• WHAT THIS TASK INVOLVES:
Reproduce the data below, swapping every occurrence of "--holes=even-odd" for "--holes=nonzero" and keeping everything else the same. Omit the pictures from your copy.

• Segmentation annotation records:
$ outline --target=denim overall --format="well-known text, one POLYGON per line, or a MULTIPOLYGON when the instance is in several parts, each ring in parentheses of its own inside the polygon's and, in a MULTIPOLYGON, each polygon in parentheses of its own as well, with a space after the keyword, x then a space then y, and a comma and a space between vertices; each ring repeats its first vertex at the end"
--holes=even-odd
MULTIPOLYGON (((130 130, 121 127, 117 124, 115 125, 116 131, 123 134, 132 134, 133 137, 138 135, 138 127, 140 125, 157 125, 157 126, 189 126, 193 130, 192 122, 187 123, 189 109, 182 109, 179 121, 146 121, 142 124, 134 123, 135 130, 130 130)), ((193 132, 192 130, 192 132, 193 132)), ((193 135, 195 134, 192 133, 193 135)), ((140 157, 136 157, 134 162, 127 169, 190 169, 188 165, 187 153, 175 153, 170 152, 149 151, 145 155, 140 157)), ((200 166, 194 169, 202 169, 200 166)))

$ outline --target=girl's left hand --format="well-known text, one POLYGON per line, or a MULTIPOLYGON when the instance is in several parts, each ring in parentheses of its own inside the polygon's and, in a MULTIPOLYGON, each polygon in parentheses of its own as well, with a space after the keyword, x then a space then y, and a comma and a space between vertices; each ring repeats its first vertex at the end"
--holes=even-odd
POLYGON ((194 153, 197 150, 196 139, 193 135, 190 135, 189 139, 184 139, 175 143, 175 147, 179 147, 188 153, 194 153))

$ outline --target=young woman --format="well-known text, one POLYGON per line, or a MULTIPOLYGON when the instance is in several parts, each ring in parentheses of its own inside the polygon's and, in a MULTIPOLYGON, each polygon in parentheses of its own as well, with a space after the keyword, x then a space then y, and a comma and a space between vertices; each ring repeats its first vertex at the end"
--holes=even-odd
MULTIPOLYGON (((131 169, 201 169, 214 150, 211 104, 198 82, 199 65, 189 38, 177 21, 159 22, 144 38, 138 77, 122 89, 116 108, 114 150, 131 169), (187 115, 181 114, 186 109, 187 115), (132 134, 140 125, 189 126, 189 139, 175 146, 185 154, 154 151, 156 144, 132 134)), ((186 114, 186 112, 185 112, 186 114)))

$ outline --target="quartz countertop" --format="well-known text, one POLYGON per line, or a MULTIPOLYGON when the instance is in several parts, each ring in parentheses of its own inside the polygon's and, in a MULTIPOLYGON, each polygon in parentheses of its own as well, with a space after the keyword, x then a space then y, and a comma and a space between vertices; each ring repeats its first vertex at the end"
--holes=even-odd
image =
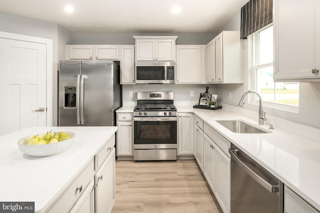
POLYGON ((24 129, 0 137, 0 201, 34 202, 44 212, 94 159, 116 131, 116 127, 46 127, 24 129), (18 141, 28 135, 70 131, 74 141, 64 152, 33 158, 22 153, 18 141))
POLYGON ((282 122, 286 126, 291 125, 286 128, 294 127, 296 134, 287 131, 284 126, 282 128, 280 125, 275 125, 274 130, 270 130, 268 125, 258 125, 258 112, 250 110, 246 110, 248 113, 239 112, 234 110, 232 107, 224 106, 222 109, 217 110, 195 109, 192 106, 176 107, 178 113, 192 112, 199 117, 312 205, 320 210, 320 130, 286 121, 282 122), (271 132, 236 133, 216 122, 234 119, 248 122, 258 128, 271 132), (301 136, 304 133, 301 131, 310 133, 309 135, 308 135, 310 137, 308 138, 318 138, 318 141, 301 136))

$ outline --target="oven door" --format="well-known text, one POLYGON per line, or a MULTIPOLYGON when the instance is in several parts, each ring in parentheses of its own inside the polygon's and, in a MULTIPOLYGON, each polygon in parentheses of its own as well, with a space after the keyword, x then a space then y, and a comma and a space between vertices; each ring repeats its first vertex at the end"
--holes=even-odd
POLYGON ((134 117, 134 148, 176 148, 176 117, 134 117))

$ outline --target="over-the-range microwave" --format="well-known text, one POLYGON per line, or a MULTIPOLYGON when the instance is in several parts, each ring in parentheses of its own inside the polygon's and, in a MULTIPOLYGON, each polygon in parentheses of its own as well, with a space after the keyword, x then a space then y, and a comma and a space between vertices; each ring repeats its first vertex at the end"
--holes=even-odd
POLYGON ((136 62, 136 83, 174 84, 174 62, 136 62))

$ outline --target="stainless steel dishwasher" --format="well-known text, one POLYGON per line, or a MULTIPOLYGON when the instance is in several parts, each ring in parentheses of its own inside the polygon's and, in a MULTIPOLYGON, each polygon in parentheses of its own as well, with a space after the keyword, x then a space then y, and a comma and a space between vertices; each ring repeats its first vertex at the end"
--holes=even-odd
POLYGON ((283 213, 284 184, 231 144, 231 213, 283 213))

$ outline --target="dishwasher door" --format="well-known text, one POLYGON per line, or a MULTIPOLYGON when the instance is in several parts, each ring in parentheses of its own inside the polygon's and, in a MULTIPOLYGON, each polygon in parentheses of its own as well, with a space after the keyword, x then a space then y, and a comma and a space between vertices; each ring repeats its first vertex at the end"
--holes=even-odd
POLYGON ((283 213, 284 184, 232 145, 231 213, 283 213))

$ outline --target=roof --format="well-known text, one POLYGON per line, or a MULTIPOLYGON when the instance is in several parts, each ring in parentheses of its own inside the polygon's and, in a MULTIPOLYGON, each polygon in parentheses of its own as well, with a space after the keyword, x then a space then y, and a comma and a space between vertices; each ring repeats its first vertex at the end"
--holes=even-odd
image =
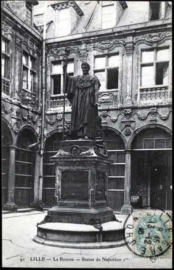
MULTIPOLYGON (((115 3, 116 1, 107 1, 109 4, 115 3)), ((84 15, 81 15, 78 23, 75 25, 72 34, 77 34, 91 32, 101 29, 101 2, 99 1, 56 1, 54 0, 44 1, 39 0, 39 4, 34 7, 34 13, 37 15, 37 10, 44 10, 45 2, 48 7, 47 12, 47 20, 53 20, 51 22, 47 31, 48 38, 54 37, 55 34, 55 10, 53 8, 58 5, 63 5, 66 7, 69 2, 74 3, 76 7, 78 7, 79 10, 82 10, 84 15)), ((117 25, 114 27, 120 27, 130 24, 135 24, 149 21, 149 2, 148 1, 118 1, 118 12, 115 16, 118 15, 117 25)), ((166 12, 165 18, 171 18, 172 6, 166 3, 166 12)), ((106 3, 106 2, 105 3, 106 3)), ((35 16, 35 22, 37 25, 43 22, 43 16, 35 16)))

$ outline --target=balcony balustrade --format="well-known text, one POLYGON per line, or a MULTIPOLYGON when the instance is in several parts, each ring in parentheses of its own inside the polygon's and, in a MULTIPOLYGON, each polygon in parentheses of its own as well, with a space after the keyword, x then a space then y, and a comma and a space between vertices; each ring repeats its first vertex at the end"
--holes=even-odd
POLYGON ((140 103, 148 103, 151 101, 163 102, 168 99, 169 86, 157 86, 143 87, 140 89, 140 103))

• CORRECT RESPONSE:
$ outline --target=denim overall --format="well-known text, one POLYGON per line, or a MULTIPOLYGON when the instance is in several parts, each ring in parentheses of its own inside the polygon's and, in a MULTIPOLYGON, each polygon in parentheses of its own as well, with a space after the keyword, x then a space then y, and a comma and a space between vertices; each ring repeats its first vertex at the end"
--holes=nonzero
MULTIPOLYGON (((130 130, 121 127, 117 124, 115 125, 116 131, 123 134, 132 134, 133 137, 138 135, 138 127, 140 125, 157 125, 157 126, 189 126, 193 130, 192 122, 187 123, 189 109, 182 109, 179 121, 146 121, 142 124, 134 123, 135 130, 130 130)), ((193 132, 192 130, 192 132, 193 132)), ((193 135, 195 134, 192 133, 193 135)), ((140 157, 136 157, 134 162, 127 169, 190 169, 188 165, 187 153, 175 153, 170 152, 149 151, 145 155, 140 157)), ((200 166, 194 169, 202 169, 200 166)))

$ outline --target=girl's left hand --format="well-known text, one POLYGON per line, or a MULTIPOLYGON when the instance is in several parts, each ring in parentheses of its own inside the polygon's and, in a MULTIPOLYGON, each polygon in parentheses of its own as well, with a space after the keyword, x then a space then y, and a comma and a space between vertices; each ring repeats its first vertex at the end"
--holes=nonzero
POLYGON ((194 153, 197 150, 196 139, 193 135, 190 135, 189 139, 184 139, 175 143, 175 147, 179 147, 188 153, 194 153))

$ outline --target=young woman --format="well-known text, one POLYGON per line, or a MULTIPOLYGON when the instance is in several parts, each ring in parentheses of its own inside the polygon's and, in a MULTIPOLYGON, each polygon in parentheses of its own as well, with a space after the keyword, x then a space then y, and a comma and a space between vertices; each ring repeats its first vertex at the end"
--holes=nonzero
MULTIPOLYGON (((131 169, 201 169, 214 150, 211 104, 198 82, 199 65, 189 38, 177 21, 159 22, 144 38, 138 77, 122 89, 116 108, 114 150, 131 169), (187 115, 181 114, 186 109, 187 115), (132 134, 140 125, 189 126, 189 139, 175 146, 185 154, 154 151, 156 144, 132 134)), ((186 114, 186 112, 185 112, 186 114)))

$ outline --target="quartz countertop" --format="well-known text, one POLYGON per line, or a MULTIPOLYGON when the instance is in several parts, each ring in parentheses of its own inside the polygon's and, in a MULTIPOLYGON, each polygon in parentheses of its own as well, with a space after the keyword, x then a space then y, and a comma and a space between vertices; each ring repeats its first vertex at the end"
--holes=nonzero
image =
POLYGON ((24 129, 0 137, 0 201, 34 202, 44 212, 94 159, 116 131, 116 127, 46 127, 24 129), (18 141, 28 135, 70 131, 74 141, 64 152, 33 158, 22 153, 18 141))
POLYGON ((282 122, 286 126, 291 125, 286 128, 294 127, 296 134, 287 131, 284 126, 282 128, 280 125, 275 125, 274 130, 270 130, 268 125, 258 125, 258 112, 250 110, 246 110, 248 113, 239 112, 234 110, 232 107, 224 106, 222 109, 217 110, 195 109, 192 106, 176 107, 178 113, 192 112, 199 117, 312 205, 320 210, 320 130, 286 121, 282 122), (271 132, 236 133, 216 122, 234 119, 248 122, 258 128, 271 132), (301 136, 304 133, 301 131, 310 133, 309 135, 308 135, 310 137, 308 138, 318 138, 318 141, 301 136))

$ outline --target="oven door" --format="well-known text, one POLYGON per line, or a MULTIPOLYGON when the instance is in several parts, each ring in parentheses of its own inside the polygon's and, in a MULTIPOLYGON, each polygon in parentheses of its own as well, with a space after the keyword, x then a space then y, and a comma and a space between vertices; each ring repeats its first vertex at the end"
--holes=nonzero
POLYGON ((134 117, 134 148, 176 148, 176 117, 134 117))

$ outline --target="over-the-range microwave" --format="well-known text, one POLYGON per line, or a MULTIPOLYGON when the instance is in several parts, each ring in parentheses of its own inside the polygon's and, in a MULTIPOLYGON, each polygon in parentheses of its own as well, with a space after the keyword, x then a space then y, and a comma and a space between vertices; each ring repeats its first vertex at the end"
--holes=nonzero
POLYGON ((136 62, 136 83, 174 84, 174 62, 136 62))

$ outline --target="stainless steel dishwasher" --format="well-known text, one POLYGON per line, or a MULTIPOLYGON when the instance is in several parts, each ring in parentheses of its own inside the polygon's and, in a MULTIPOLYGON, each polygon in parentheses of its own as well, with a space after the keyword, x then a space then y, and a comma and a space between vertices; each ring repeats its first vertex at the end"
--holes=nonzero
POLYGON ((283 213, 284 184, 231 144, 231 213, 283 213))

$ outline --target="dishwasher door" --format="well-known text, one POLYGON per line, or a MULTIPOLYGON when the instance is in several parts, each ring in parentheses of its own inside the polygon's and, in a MULTIPOLYGON, each polygon in parentheses of its own as well, with a space after the keyword, x then a space then y, and a comma and a space between vertices; each ring repeats its first vertex at the end"
--holes=nonzero
POLYGON ((283 213, 284 184, 232 145, 231 213, 283 213))

$ outline --target=roof --format="well-known text, one POLYGON per line, or a MULTIPOLYGON when the instance is in several parts, each ring in parentheses of its own inside the polygon's and, in a MULTIPOLYGON, each polygon in parentheses of its own as well, with a space after the keyword, x then a space then y, and a comma and a space between vertices; each ring repeats its first vertex at the end"
--holes=nonzero
image =
MULTIPOLYGON (((115 3, 116 1, 107 1, 109 4, 115 3)), ((84 15, 81 15, 78 23, 75 25, 72 34, 77 34, 91 32, 101 29, 101 2, 99 1, 56 1, 54 0, 44 1, 39 0, 39 4, 34 7, 34 13, 37 15, 37 10, 44 10, 45 2, 48 7, 47 12, 47 20, 53 20, 51 22, 47 31, 48 38, 54 37, 55 34, 55 10, 53 8, 58 5, 63 5, 66 7, 69 2, 74 3, 76 7, 78 7, 79 10, 82 10, 84 15)), ((117 25, 114 27, 120 27, 130 24, 135 24, 149 21, 149 2, 148 1, 118 1, 118 12, 115 16, 118 15, 117 25)), ((166 12, 165 18, 171 18, 172 6, 166 3, 166 12)), ((106 3, 106 2, 105 3, 106 3)), ((35 16, 35 22, 37 25, 43 22, 43 16, 35 16)))

$ outline --target=balcony balustrade --format="well-known text, one POLYGON per line, or a MULTIPOLYGON when the instance is in several parts, each ring in parentheses of its own inside the polygon's and, in a MULTIPOLYGON, each polygon in parentheses of its own as well, with a space after the keyword, x then a space then y, and a comma and a space between vertices; each ring repeats its first vertex at the end"
--holes=nonzero
POLYGON ((140 103, 148 103, 151 101, 163 102, 168 99, 169 86, 157 86, 143 87, 140 89, 140 103))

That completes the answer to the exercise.